- **Task objective**: Copy the data that follows exactly, and include none of its images.
====== Supplied data
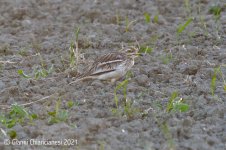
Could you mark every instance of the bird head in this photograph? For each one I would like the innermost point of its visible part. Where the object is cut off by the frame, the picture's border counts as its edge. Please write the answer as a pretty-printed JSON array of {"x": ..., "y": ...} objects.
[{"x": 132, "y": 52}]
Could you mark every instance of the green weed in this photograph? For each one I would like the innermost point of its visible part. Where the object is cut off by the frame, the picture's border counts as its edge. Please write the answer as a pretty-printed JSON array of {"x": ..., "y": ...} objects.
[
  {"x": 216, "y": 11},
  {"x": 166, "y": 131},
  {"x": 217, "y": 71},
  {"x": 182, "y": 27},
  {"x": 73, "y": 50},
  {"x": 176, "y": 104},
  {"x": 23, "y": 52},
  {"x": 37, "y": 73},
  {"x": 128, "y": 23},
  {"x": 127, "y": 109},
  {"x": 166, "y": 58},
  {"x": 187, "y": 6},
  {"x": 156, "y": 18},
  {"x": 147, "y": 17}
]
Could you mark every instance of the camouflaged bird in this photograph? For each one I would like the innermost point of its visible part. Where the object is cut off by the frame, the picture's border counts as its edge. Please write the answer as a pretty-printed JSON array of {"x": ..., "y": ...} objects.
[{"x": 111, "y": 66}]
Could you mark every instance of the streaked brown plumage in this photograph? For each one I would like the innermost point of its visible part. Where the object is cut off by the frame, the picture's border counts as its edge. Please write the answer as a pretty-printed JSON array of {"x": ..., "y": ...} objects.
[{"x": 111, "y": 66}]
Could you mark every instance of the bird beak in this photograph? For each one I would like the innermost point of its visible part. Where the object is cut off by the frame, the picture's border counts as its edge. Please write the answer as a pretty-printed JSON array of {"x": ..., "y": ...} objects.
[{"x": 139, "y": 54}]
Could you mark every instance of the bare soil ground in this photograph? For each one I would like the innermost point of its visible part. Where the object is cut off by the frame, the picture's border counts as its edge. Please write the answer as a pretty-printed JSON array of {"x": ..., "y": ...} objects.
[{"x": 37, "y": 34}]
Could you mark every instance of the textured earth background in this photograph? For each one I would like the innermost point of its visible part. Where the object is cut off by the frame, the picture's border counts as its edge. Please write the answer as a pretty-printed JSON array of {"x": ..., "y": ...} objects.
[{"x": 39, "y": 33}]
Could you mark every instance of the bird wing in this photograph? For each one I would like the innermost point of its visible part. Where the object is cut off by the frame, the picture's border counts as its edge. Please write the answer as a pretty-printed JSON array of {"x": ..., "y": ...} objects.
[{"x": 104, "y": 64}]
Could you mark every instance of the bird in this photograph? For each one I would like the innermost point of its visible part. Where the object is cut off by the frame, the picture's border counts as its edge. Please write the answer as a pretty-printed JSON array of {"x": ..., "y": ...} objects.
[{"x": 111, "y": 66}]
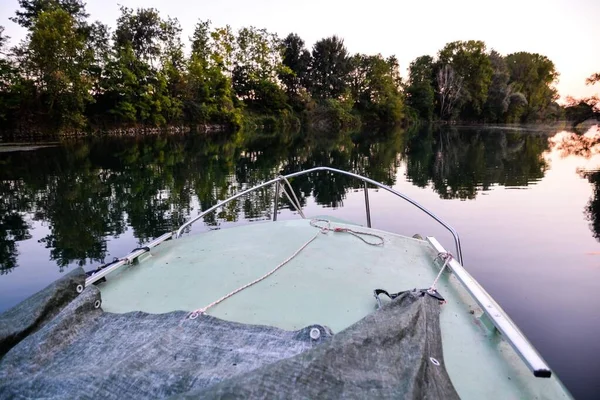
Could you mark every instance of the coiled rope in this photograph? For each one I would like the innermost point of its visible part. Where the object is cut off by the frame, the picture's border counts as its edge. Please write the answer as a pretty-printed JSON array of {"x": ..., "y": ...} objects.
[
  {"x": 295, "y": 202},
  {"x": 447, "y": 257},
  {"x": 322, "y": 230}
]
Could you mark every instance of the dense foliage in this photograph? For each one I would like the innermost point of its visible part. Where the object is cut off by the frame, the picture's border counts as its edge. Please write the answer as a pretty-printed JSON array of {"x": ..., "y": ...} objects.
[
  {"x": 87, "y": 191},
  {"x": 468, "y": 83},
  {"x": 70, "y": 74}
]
============
- **Solution to the exercise**:
Could you mark every instance of the bird head in this photograph? For each one I would like the innermost point of its visible part. Where the object is cut off by the frame, the picture's border counts as its edge. Please write the answer as a pretty-printed JSON array of {"x": ..., "y": ...} objects.
[{"x": 132, "y": 52}]
Could you mark every instance of the green weed in this photograph? For each one I would like the innermost point of its visible part. Where the object is cut off by the frame, the picture's border counts as its edge. Please write the answer as a pretty-printed JSON array of {"x": ..., "y": ...} objects.
[
  {"x": 216, "y": 11},
  {"x": 166, "y": 131},
  {"x": 217, "y": 71},
  {"x": 182, "y": 27},
  {"x": 73, "y": 50},
  {"x": 176, "y": 104},
  {"x": 23, "y": 52},
  {"x": 37, "y": 73},
  {"x": 128, "y": 23},
  {"x": 127, "y": 109},
  {"x": 166, "y": 58},
  {"x": 187, "y": 6},
  {"x": 156, "y": 18},
  {"x": 147, "y": 17}
]
Could you mark every instance of the camouflaged bird in this photograph? For each one I would like the innermost point of its visible part. Where the object is cut off by the frame, the picture's border counts as its edge. Please write the answer as a pretty-printed JSON array of {"x": ..., "y": ...} objects.
[{"x": 111, "y": 66}]
Could you mark every instance of the streaked brown plumage in this photograph? For each one I would like the innermost point of its visible part. Where the object is cut off by the frame, the picture's border counts as its edge. Please write the answer as a pretty-printed JSON array of {"x": ..., "y": ...} objects.
[{"x": 111, "y": 66}]
Could you mark every instance of the bird beak in this photograph? For each one I would like the innermost point of its visible part. Where the object is cut off by the frame, the picture's border counts as its edge. Please write the answer as a pretty-printed JSON array of {"x": ..., "y": ...} objects.
[{"x": 139, "y": 54}]
Could you mark every instance of the bare soil ground in this photograph? For each one I would like the innermost point of its visible part. Where the object is cut off by the frame, the picture's border counts as its edge. Please write the answer as a pretty-printed JSON array of {"x": ..., "y": ...} objects.
[{"x": 37, "y": 34}]
Could you mark every instance of the textured earth background in this photograph? For each one I would like the innermost point of its visible part. Where the object is cut off by the frame, the picture's border counts as its edge. Please write the answer as a pretty-printed JSON array of {"x": ..., "y": ...} objects.
[{"x": 39, "y": 33}]
Could you mark every instance of the bird wing in this photograph? For each one I would like the innermost point of its visible part. Where the object is cut off by the frame, the picture's border counts as its edge. Please write the answer as a pretty-printed JSON array of {"x": ..., "y": ...} objects.
[{"x": 104, "y": 64}]
Could you mark every instance of the bird in this photograph? For each one I would like the innermost point of its visible part. Where the object is cut off by the frame, the picture's border counts as its edge. Please write the answer as a pretty-printed JSON array of {"x": ..., "y": ...} objects.
[{"x": 111, "y": 66}]
Could you mark every instance of the coiled rope in this photograph? For each one I would like the innermost point of its visible part. Where the object is cut off by the frame, the picture's border counts as its edge. Please write the answer as a pretty-printed JSON array of {"x": ..., "y": ...} objects.
[
  {"x": 295, "y": 202},
  {"x": 447, "y": 257},
  {"x": 322, "y": 230}
]
Could you mark every instance of the dense foliage in this photograph? For each one I would like the innermost point of its visible part. Where the object is cut off by the frame, the picture's border counts as its edge. Please write the answer as a pretty-printed JSON array of {"x": ..., "y": ...} objects.
[
  {"x": 87, "y": 191},
  {"x": 468, "y": 83},
  {"x": 70, "y": 74}
]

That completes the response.